**EXERCISE TASK:**
Please give the lines in the items below, from the line containing "the white villa" up to and including the line containing "110), (256, 107)]]", as a JSON list of strings with one string per line and blank lines omitted.

Source data:
* Begin *

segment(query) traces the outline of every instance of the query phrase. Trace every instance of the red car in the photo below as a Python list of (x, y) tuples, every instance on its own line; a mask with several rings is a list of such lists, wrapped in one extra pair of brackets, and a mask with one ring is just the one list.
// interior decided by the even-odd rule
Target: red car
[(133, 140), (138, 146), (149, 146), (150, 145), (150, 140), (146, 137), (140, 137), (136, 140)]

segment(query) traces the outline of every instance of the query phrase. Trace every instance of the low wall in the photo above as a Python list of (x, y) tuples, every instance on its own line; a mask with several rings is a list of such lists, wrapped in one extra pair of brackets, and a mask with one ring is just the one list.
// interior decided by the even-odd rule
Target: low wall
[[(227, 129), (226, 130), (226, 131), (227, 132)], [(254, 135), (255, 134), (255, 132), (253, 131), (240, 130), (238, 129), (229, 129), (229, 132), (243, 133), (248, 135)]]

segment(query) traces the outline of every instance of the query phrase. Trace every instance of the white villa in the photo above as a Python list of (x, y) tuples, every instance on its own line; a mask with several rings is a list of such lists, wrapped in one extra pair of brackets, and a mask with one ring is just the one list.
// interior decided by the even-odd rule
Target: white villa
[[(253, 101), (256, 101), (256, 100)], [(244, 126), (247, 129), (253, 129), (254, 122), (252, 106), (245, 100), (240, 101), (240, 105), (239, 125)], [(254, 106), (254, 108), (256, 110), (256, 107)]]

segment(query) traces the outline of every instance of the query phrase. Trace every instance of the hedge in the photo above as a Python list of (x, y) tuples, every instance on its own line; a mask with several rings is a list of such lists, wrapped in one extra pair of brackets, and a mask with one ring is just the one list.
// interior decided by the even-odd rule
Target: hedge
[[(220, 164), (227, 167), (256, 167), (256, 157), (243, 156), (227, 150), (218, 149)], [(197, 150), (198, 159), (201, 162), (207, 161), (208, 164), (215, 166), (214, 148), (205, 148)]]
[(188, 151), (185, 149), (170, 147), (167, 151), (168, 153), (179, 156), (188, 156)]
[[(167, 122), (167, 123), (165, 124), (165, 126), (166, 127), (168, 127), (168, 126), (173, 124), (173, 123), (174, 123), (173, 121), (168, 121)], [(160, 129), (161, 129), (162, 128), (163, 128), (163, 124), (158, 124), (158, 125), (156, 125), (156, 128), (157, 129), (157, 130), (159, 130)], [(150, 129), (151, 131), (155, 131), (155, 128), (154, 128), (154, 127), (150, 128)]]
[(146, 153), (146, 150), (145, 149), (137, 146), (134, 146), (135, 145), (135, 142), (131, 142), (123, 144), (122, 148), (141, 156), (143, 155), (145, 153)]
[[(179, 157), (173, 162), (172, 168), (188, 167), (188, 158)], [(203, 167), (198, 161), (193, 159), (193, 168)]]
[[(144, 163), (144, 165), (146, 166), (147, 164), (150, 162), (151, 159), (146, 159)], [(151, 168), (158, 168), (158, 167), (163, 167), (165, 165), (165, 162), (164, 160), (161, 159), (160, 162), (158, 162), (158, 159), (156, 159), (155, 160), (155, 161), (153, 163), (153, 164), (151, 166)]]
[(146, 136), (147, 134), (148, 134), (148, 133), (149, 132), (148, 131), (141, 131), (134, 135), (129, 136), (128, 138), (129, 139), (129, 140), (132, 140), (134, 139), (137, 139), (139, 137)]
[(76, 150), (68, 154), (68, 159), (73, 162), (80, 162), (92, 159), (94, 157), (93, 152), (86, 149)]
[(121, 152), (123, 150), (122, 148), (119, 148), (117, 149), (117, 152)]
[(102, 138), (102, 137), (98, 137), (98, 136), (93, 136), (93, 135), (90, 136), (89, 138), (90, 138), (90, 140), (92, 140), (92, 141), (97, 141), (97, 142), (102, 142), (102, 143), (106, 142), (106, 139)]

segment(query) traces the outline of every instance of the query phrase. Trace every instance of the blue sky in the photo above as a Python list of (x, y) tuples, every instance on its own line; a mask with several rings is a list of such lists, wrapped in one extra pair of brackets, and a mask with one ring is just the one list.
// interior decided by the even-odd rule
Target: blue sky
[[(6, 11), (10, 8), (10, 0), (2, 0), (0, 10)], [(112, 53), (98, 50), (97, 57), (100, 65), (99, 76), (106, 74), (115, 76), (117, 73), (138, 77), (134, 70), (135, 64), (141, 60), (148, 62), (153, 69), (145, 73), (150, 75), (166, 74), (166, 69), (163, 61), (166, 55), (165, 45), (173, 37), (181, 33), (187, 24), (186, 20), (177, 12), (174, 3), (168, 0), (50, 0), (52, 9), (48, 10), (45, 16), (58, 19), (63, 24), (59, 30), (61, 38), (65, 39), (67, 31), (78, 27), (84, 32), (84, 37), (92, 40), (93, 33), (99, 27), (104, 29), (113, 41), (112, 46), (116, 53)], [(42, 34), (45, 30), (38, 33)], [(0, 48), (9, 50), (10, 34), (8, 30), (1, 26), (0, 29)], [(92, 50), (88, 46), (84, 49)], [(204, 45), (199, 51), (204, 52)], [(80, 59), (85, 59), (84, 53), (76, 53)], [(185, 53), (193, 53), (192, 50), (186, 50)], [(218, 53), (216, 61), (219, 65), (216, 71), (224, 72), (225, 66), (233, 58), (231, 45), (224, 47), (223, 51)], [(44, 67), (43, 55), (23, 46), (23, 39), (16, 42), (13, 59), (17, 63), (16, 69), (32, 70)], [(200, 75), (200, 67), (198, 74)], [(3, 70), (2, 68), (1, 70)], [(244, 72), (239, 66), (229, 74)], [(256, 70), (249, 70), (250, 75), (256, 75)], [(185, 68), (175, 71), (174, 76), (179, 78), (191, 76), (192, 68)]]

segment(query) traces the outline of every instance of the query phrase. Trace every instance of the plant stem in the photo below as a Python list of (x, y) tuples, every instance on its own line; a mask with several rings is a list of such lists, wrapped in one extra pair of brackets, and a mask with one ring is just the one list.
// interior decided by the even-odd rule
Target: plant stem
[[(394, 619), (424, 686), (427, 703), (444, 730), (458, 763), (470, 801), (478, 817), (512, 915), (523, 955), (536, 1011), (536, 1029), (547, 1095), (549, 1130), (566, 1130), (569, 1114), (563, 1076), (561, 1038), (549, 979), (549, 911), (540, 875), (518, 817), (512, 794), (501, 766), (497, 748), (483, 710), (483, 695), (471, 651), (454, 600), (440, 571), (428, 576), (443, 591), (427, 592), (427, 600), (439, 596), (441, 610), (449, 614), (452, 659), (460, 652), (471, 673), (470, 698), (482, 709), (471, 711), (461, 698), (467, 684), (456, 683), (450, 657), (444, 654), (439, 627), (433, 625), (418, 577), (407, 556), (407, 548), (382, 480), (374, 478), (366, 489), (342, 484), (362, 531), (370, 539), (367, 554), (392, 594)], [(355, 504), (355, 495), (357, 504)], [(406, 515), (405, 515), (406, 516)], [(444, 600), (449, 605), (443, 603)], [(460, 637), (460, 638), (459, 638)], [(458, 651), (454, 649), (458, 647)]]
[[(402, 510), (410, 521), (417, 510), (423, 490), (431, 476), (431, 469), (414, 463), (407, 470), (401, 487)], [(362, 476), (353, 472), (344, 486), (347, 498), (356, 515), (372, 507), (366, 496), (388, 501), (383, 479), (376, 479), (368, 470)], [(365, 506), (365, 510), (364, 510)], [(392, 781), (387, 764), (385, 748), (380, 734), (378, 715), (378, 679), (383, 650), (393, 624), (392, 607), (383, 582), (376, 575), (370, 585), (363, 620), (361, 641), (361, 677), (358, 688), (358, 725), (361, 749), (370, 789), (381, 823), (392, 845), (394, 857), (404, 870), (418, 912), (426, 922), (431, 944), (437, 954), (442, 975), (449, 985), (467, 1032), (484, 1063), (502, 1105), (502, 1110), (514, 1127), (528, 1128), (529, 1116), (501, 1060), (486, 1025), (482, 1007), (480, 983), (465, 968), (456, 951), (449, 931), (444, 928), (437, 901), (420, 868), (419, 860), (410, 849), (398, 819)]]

* End *
* Begin *

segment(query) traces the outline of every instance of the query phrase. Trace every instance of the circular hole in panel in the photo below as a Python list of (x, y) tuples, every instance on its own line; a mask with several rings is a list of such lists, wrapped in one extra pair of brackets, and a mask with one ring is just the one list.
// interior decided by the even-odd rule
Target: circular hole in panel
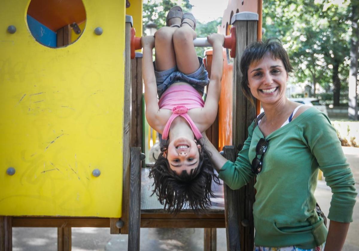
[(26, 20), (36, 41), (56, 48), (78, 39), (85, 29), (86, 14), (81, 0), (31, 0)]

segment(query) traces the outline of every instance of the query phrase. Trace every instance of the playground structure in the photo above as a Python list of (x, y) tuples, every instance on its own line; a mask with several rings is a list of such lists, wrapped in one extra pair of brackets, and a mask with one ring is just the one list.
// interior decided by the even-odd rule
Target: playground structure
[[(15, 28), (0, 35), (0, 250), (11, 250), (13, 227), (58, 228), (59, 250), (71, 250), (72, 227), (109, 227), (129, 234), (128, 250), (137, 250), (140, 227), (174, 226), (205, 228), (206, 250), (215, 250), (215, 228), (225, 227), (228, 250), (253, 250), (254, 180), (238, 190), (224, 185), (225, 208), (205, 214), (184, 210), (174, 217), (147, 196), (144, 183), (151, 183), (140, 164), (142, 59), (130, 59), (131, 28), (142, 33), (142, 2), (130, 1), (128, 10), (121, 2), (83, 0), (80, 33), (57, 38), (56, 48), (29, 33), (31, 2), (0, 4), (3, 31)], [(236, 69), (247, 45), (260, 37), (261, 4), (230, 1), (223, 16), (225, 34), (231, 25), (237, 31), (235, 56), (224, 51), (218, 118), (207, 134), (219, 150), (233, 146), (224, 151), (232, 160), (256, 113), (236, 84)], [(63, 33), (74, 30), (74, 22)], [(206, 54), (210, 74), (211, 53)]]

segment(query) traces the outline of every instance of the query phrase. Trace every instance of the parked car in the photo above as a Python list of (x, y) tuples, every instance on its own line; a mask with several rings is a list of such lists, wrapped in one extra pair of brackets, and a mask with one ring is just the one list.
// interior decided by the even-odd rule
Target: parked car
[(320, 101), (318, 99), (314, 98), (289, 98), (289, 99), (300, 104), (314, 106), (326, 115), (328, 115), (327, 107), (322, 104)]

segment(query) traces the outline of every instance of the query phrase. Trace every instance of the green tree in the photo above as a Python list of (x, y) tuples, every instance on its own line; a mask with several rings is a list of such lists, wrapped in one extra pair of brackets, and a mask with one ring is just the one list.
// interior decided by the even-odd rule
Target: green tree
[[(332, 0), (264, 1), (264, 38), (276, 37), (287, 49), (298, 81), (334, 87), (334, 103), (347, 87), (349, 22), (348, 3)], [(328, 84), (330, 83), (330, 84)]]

* End *
* Begin *

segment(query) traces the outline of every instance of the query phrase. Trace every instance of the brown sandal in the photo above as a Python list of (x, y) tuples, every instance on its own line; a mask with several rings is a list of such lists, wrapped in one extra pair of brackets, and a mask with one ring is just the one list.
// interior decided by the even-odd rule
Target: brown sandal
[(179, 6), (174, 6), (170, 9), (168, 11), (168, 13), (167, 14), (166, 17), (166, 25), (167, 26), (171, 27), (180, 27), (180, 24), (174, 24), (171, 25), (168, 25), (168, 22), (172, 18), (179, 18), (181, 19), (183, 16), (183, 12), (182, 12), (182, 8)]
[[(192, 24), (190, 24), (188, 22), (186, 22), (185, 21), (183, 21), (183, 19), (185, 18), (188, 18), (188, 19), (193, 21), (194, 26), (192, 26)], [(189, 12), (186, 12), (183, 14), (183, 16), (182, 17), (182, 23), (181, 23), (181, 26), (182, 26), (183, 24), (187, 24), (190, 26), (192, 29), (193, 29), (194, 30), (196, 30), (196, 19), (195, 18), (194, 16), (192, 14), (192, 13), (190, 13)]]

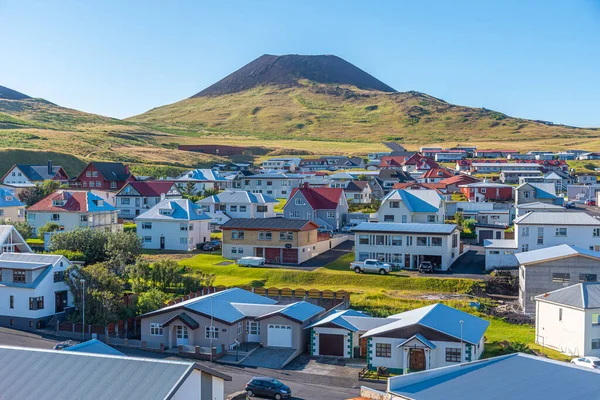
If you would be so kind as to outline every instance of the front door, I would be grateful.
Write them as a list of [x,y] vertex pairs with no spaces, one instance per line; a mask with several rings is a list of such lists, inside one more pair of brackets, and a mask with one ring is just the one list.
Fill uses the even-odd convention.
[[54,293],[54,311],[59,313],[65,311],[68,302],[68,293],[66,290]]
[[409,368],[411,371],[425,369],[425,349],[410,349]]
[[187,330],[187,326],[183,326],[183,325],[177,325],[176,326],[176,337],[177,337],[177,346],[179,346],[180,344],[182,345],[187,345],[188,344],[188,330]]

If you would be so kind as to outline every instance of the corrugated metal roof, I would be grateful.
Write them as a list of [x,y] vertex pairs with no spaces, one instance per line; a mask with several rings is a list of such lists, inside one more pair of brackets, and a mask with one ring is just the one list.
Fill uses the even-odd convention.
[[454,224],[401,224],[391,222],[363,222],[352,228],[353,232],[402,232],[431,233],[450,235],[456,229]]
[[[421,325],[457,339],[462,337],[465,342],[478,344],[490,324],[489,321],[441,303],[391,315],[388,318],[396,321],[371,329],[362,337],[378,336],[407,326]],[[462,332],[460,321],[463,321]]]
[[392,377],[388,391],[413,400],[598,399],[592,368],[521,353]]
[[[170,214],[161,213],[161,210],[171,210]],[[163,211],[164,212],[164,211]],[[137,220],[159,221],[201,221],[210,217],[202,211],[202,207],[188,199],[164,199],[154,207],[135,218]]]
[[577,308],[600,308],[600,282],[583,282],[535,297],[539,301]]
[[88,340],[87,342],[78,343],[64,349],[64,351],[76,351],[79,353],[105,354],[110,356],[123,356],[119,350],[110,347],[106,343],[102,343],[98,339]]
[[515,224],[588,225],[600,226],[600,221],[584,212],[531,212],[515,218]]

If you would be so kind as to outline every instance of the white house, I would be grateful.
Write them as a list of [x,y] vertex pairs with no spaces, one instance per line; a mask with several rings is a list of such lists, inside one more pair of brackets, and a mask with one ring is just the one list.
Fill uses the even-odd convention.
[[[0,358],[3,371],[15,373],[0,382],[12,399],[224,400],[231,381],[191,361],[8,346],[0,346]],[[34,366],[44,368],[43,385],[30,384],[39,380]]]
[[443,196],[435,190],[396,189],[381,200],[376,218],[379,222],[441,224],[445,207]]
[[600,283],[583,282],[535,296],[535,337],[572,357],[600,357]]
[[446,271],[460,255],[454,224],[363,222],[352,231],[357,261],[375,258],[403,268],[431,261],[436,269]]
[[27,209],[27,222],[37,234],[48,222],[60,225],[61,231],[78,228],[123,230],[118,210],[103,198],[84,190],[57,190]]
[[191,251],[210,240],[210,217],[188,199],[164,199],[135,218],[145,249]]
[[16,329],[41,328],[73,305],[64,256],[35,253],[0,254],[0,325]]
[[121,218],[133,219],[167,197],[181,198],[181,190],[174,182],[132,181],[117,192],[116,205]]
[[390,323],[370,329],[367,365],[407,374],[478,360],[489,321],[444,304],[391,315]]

* End *

**FULL RESPONSE:**
[
  "segment(query) traces the outline of every instance of the query phrase. Trace every instance of the white villa in the photo above as a Python list of (x, y) tuples, every instance on its own line; a mask with several rings is a list of such lists, wrapped in one extra pair of brackets, and a mask with one ring is just the one list.",
  "// interior decided by the even-odd rule",
  "Target: white villa",
  "[[(253, 101), (256, 101), (256, 100)], [(244, 126), (247, 129), (253, 129), (254, 122), (252, 106), (245, 100), (240, 101), (240, 105), (239, 125)], [(254, 106), (254, 108), (256, 110), (256, 107)]]"
]